Copy out every line in the rows below that contains the string "ceramic", keeping each line unchanged.

>>>

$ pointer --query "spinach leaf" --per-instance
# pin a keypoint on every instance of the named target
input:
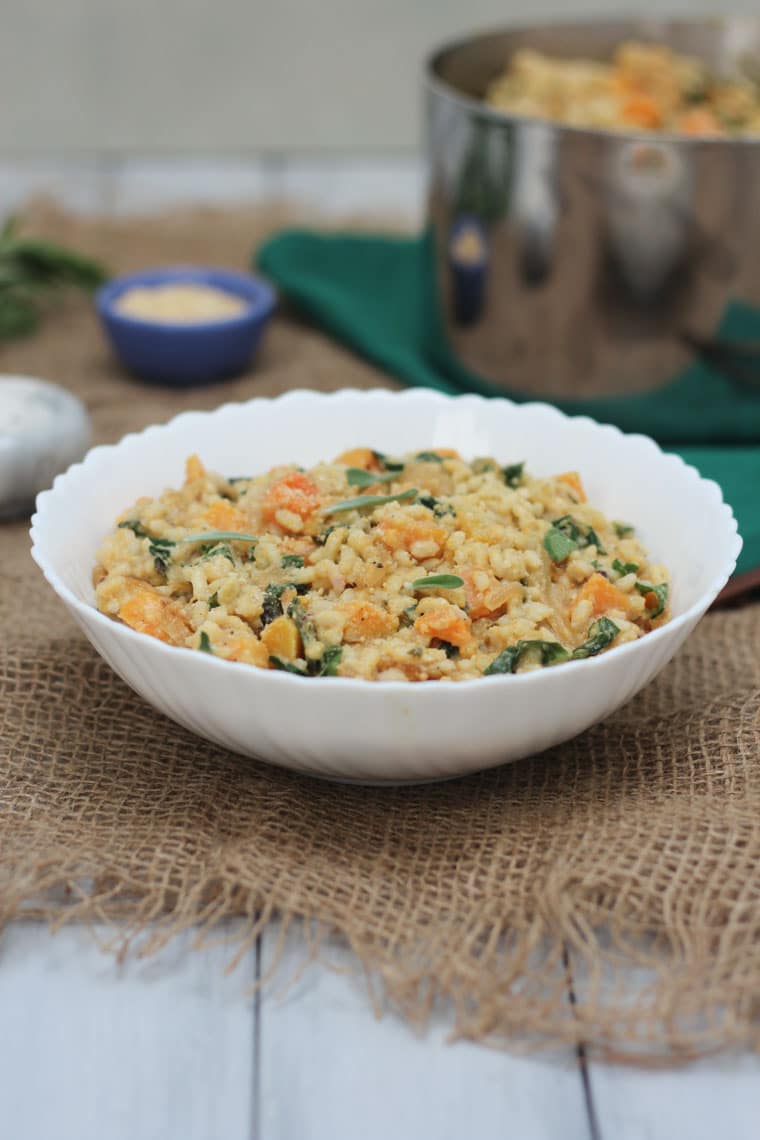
(438, 581)
(623, 568)
(407, 617)
(272, 605)
(303, 623)
(660, 593)
(136, 527)
(331, 661)
(211, 550)
(324, 535)
(277, 662)
(481, 465)
(558, 545)
(601, 634)
(440, 510)
(581, 534)
(622, 530)
(364, 501)
(509, 658)
(356, 477)
(387, 463)
(160, 551)
(218, 536)
(513, 474)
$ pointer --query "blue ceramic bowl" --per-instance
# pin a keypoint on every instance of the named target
(182, 355)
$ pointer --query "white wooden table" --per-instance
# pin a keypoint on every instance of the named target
(172, 1049)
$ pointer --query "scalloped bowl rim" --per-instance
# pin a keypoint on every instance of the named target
(422, 691)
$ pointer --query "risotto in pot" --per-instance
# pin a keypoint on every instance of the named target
(422, 567)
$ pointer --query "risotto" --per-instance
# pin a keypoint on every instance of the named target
(646, 86)
(422, 567)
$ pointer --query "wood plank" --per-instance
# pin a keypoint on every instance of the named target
(331, 1071)
(161, 1049)
(709, 1099)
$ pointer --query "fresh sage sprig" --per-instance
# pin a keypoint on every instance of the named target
(509, 658)
(601, 634)
(438, 581)
(361, 502)
(661, 594)
(32, 270)
(357, 477)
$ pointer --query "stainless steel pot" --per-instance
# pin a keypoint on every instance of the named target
(581, 262)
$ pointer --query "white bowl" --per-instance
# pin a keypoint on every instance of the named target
(389, 731)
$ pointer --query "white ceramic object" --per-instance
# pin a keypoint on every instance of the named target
(43, 429)
(389, 731)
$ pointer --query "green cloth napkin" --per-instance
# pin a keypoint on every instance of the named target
(377, 295)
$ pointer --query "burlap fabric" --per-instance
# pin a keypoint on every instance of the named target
(627, 861)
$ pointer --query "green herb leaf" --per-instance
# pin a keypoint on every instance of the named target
(440, 510)
(558, 545)
(303, 623)
(622, 530)
(272, 607)
(513, 474)
(579, 531)
(324, 535)
(356, 477)
(509, 658)
(136, 527)
(212, 550)
(160, 551)
(439, 581)
(601, 634)
(365, 501)
(661, 594)
(331, 661)
(623, 568)
(387, 463)
(407, 617)
(277, 662)
(32, 270)
(481, 465)
(217, 536)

<<<

- Output for this task
$ pointer --query "blue ceramic bowl" --per-instance
$ pointer --query "white ceramic object" --per-instance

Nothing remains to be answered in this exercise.